Mask labeling examples =
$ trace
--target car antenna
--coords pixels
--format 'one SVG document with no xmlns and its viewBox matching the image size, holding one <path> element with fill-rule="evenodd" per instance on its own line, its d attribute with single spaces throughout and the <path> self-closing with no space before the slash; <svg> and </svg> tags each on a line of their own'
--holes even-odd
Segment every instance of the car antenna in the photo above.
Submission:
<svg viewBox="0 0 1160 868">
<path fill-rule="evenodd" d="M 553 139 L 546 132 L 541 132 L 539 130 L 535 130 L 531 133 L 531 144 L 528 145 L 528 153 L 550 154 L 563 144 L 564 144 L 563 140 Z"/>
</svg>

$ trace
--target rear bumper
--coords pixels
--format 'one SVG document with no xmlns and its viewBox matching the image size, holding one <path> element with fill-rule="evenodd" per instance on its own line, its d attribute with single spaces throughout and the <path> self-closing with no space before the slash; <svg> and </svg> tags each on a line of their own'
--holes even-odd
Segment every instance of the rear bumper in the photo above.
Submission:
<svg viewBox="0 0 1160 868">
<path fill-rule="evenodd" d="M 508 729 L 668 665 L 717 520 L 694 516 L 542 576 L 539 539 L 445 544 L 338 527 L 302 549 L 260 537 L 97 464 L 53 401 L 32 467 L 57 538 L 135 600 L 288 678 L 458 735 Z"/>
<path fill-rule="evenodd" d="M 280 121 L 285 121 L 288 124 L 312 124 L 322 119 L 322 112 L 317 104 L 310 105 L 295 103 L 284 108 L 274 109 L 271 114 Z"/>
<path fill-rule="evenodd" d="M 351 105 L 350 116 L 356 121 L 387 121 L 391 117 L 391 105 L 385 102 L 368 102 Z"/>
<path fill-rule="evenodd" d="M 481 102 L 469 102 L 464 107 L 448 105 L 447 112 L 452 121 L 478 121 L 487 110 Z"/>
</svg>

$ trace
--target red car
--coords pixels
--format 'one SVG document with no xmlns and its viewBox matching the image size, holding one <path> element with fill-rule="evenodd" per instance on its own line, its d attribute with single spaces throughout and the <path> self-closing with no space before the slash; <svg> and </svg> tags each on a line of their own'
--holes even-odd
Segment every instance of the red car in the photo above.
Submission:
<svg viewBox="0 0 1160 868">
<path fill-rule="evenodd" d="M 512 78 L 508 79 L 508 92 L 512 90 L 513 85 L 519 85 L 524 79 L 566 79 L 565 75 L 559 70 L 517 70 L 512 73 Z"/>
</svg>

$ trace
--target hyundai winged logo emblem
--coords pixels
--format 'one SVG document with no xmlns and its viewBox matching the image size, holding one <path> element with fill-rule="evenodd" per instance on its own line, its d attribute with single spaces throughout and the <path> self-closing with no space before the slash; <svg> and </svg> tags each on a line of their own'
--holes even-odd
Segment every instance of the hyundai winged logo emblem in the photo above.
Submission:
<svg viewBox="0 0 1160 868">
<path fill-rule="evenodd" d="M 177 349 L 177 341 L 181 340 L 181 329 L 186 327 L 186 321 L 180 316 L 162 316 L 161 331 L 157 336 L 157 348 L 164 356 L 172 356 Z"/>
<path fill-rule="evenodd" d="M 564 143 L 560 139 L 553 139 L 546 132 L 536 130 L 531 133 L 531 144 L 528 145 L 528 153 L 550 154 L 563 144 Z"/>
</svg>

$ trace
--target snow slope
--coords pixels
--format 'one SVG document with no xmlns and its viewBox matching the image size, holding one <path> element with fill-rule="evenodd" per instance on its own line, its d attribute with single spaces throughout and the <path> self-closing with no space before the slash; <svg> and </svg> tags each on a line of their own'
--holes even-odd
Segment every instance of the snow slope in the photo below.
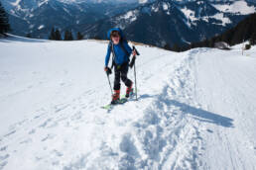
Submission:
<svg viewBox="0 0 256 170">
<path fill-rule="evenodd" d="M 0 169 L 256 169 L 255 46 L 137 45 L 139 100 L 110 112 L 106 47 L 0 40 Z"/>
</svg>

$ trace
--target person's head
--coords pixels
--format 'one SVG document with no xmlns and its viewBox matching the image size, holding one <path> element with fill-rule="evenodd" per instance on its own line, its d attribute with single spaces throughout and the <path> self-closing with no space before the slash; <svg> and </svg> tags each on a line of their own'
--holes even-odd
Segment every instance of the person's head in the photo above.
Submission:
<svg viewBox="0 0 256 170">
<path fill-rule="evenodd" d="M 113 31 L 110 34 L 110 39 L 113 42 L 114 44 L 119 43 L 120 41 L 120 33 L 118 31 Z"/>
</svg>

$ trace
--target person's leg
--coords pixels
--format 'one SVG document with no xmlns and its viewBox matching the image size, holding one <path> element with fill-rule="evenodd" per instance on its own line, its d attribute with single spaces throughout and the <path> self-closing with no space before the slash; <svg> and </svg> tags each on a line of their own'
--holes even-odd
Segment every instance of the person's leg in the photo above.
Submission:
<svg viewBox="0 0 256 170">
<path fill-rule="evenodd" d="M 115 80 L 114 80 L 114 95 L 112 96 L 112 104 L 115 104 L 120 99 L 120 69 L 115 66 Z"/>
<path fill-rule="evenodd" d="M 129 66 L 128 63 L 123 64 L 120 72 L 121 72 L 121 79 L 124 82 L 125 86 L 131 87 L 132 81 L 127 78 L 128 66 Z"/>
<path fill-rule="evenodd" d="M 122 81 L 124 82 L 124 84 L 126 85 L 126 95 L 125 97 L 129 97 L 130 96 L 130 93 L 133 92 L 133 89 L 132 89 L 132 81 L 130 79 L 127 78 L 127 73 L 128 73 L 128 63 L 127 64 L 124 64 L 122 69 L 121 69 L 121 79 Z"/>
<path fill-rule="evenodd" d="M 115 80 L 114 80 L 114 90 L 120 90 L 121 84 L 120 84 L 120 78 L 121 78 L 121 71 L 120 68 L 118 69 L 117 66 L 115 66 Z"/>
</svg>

---

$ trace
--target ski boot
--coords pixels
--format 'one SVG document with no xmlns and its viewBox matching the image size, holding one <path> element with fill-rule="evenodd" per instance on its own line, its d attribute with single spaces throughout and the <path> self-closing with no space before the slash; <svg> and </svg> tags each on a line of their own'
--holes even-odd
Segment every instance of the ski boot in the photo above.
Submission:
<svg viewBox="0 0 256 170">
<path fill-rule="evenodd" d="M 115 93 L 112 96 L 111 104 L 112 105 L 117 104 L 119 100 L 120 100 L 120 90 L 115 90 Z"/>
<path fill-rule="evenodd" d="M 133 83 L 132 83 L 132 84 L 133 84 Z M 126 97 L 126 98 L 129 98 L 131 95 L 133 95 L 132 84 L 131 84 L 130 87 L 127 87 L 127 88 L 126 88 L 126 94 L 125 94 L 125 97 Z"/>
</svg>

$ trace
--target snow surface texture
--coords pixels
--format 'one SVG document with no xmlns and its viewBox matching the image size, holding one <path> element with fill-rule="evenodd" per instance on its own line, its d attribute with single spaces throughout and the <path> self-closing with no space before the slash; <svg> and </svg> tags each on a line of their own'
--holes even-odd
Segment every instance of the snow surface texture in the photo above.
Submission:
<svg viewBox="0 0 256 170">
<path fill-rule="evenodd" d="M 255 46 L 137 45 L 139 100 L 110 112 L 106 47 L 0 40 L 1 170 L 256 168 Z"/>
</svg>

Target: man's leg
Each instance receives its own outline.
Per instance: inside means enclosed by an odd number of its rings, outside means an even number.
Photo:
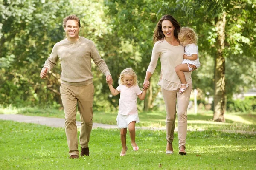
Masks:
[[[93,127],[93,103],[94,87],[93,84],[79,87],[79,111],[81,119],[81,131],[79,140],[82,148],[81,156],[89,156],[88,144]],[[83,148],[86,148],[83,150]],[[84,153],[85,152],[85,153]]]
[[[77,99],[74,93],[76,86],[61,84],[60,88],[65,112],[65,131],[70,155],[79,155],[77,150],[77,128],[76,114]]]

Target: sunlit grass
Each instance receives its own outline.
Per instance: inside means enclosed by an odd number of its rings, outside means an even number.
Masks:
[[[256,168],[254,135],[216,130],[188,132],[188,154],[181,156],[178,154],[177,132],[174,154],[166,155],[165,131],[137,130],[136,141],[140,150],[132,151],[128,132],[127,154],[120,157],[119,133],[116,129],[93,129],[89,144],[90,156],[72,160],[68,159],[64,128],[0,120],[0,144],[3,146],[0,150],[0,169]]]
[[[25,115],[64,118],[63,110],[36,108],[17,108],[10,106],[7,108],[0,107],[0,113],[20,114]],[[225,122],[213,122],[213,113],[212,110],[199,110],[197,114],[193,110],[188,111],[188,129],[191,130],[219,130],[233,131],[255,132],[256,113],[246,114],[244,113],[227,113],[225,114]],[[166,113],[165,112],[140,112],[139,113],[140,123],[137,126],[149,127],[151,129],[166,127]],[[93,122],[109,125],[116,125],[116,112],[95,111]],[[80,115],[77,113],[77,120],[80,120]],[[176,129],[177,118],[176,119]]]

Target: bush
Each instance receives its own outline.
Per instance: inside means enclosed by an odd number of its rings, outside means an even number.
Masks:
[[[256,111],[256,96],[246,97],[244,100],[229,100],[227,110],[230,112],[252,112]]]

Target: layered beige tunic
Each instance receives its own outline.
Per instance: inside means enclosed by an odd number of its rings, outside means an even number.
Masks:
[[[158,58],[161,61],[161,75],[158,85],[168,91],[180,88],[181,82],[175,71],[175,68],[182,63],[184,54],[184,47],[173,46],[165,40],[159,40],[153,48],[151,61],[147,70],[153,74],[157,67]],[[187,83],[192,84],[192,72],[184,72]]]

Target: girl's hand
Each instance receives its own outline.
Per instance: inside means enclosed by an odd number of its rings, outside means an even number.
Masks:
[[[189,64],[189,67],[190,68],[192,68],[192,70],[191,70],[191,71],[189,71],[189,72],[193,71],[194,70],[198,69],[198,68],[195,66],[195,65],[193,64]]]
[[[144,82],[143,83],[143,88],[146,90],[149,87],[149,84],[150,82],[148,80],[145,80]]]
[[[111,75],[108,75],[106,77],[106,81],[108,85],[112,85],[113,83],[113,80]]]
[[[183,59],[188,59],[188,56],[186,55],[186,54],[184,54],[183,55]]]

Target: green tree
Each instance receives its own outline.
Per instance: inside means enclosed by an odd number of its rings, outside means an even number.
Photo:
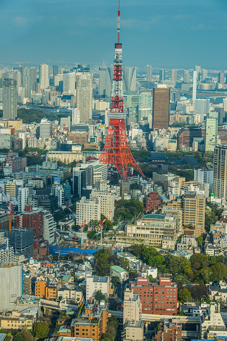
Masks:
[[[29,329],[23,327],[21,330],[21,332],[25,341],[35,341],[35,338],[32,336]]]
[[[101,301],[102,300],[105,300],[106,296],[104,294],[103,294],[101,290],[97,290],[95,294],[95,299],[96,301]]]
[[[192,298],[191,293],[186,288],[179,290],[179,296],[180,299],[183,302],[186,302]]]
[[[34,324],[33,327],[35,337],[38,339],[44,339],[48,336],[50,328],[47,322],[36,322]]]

EXERCISE AIM =
Please pull out every line of the rows above that contains the string "surface", and copy each one in full. Case counts.

WRITTEN RESPONSE =
--target snow surface texture
Segment every instance of the snow surface texture in the photo above.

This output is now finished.